■ Text excerpt
The Recipe: Veal Involtini with Pancetta on Bed of Spinach
Original Recipe Found In: Classic 30-Minute Meals: The All-Occasion Cookbook
What You'll Need:
1 Lb. Veal Scaloppini*
1 Lb Fresh Mozzarella Cheese
1 Red Pepper
1/3 Lb. Pancetta**
10 Oz. Baby Spinach***
* Substituted with two cuts of New York strip steaks. This was done because we couldn't find veal anywhere in the Des Moines metro area. Seriously. No one had ANY - we didn't realize that baby cow had a season...
** Substituted with bacon. Pancetta and bacon are nearly identical and bacon is a more cost effective ingredient.
*** Omitted from the recipe because...well, because we don't like it!
Hello food fanatics and blog readers alike! Glad you made it back for another week of my
Before I began this week's recipe, I called two of our local grocery stores to see if they would have veal. One place said they could order it, but it wouldn't be in until Tuesday or Thursday. The other place said they did not have it in stock and could not order it for me. I was slightly bummed at the fact that I couldn't get veal, because it is quite the spectacular meat. With the help of Tyler, we chose a thin versions of New York Strip Steaks, hoping this would help with what I would have to do for the recipe.
Sliced up New York Strip - a good substitute for veal
I began by cutting the large steaks into smaller pieces and sprinkled pepper, salt, and parsley onto the strips. I then sliced up the red bell pepper (using the same technique as last night). Next, I transferred the steak pieces onto a sheet of parchment paper for easier mobility and to prevent sticking. I placed a slice of cheese and a strip of red pepper on each slice of meat. Next, I wrapped the meat/cheese/pepper combination into a small roll. After said items were rolled up, I wrapped them with a slice of bacon and secured the whole thing with a toothpick slid through the center of the wrap.
First the cheese...
Then the pepper
Topped with bacon
And - ta da - one
veal steak roll
After all the food was prepped and ready to roll, I heated a pan up to medium heat (I can hear the gasps now - "Maggie, you don't cook meat at medium heat"....more on that later,) and drizzled the pan with EVOO (yes, since this is a Rachael Ray recipe, I will use her terminology.) (Tyler's Note: Extra Virgin Olive Oil for those who don't know) I sat four little guys in the pan at a time and cooked them each for 6 minutes on each side, just like the recipe tells me to. (We really need to get ahold of a large frying pan - I could have finished in half the time had I not been limited to such a small pan - I had to do three cycles to cook up all twelve wraps I had made). After each wrap had finished cooking - it was time to chow down.

■ Required task 1
In the veal involtini recipe post, what ingredient replaced the pancetta?
■ Required task 2
Write the next part of the veal involtini recipe post, picking up after its final sentence.
The lines after this come from a separate source.

■ Dataset content
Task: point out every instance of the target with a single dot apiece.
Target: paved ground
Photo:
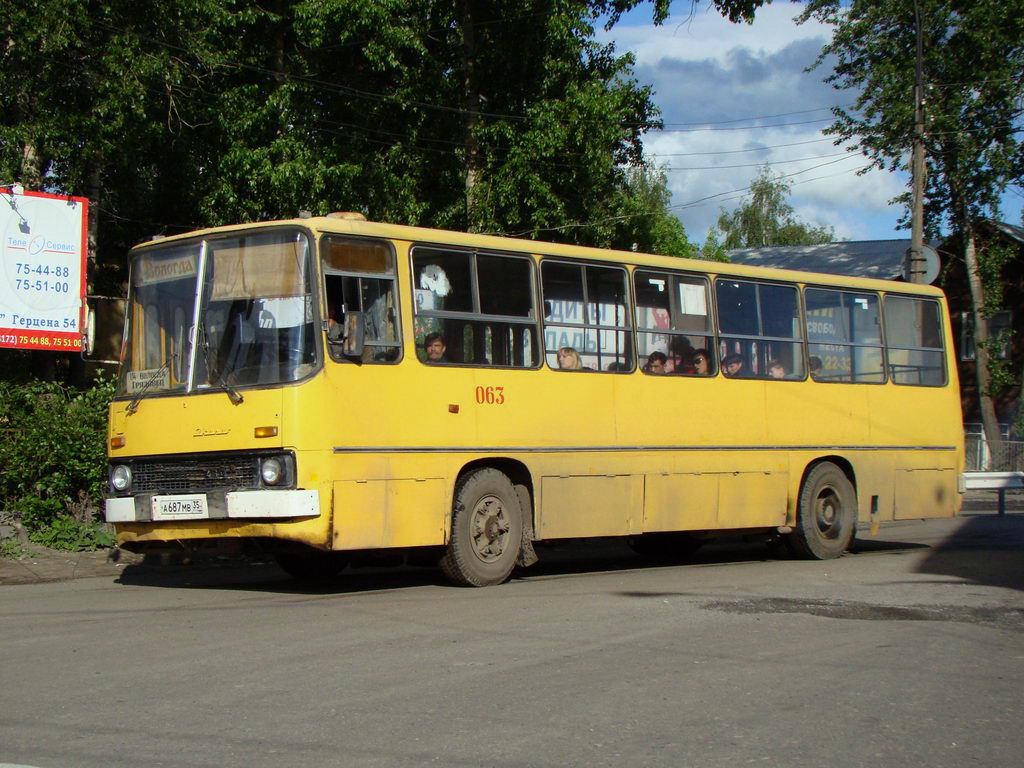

■ Final answer 1
Bacon.

■ Final answer 2
Now, returning to my earlier point about a pan on medium heat. As some of you may know, cooking meat is an absolute no-no at medium heat. (Especially if you like your meat well-done, which I do). But, since I couldn't tell what was going on inside the meat rollups, I followed the recipe exactly. Bad idea. High heat would have made my meat more cooked and probably more edible. Live and learn.
The End Result:
(Tyler's note: for those wondering, we use our desk to take the photos due to the black surface (works better for pictures) that's why scotch tape keeps showing up in the background.)
After cooking the meat once more through the microwave, the bacon, New York Steak Strip, mozzarella cheese, and parsley came together in a very harmonious blend. It was quite delicious. The red pepper...I don't know if it was the microwaving we did to the pepper, but it didn't really work with this recipe. Although I would have liked my meat to be a bit more cooked, I definitely broke out of my norm and did something completely different, and I am proud of myself for that.
Thank you Maggie. Tonight was a certain learning experience. As I cut into the first wrap on my plate - I was certain I heard it go 'Moo'. Yup, the meat was a 'little' (read: MOOING) undercooked. As Maggie mentioned, we had to turn to the microwave to save the dish - something that any cook absolutely HATES to do. Microwaves may be convenient but they absolutely kill the flavor and juices of a dish. In this case, the microwave cooked the juice right out of the steak, made the cheese extra runny and completely ruined the red pepper by giving it the consistency of a tire.
During our post meal "go over" (where Maggie and I chat about what we liked, what we didn't and what we would change) Maggie admitted to me that she placed the meat at "medium heat". I instantly cringed. Medium heat...
"And how long did you cook it?"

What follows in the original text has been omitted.